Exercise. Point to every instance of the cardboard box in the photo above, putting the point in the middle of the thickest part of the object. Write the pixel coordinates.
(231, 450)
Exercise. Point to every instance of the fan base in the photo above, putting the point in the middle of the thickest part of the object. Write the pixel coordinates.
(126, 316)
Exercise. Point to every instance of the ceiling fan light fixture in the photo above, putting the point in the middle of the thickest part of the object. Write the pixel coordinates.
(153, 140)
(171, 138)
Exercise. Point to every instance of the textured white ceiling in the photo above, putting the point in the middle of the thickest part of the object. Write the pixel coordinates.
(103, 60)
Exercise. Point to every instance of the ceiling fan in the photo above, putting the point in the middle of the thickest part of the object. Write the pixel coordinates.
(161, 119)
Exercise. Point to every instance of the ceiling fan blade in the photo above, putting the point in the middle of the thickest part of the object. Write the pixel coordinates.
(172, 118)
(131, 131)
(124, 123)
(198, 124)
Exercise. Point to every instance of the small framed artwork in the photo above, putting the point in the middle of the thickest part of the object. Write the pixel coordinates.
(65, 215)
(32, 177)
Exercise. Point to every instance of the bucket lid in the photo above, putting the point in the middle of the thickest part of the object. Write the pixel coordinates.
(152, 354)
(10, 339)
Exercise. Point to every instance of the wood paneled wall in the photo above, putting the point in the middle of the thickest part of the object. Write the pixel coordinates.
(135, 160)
══════════════════════════════
**Instruction**
Copy out the rows from the line containing "Exercise. Point to every instance of the wood" up to and including the last row, requests and all. Move each answer point by adding 89 to both of its pixel coordinates.

**Answer below**
Exercise. Point to every instance of the wood paneled wall in the photo above, putting the point in the middle of the thickest part of the object. Write the pixel coordinates.
(224, 249)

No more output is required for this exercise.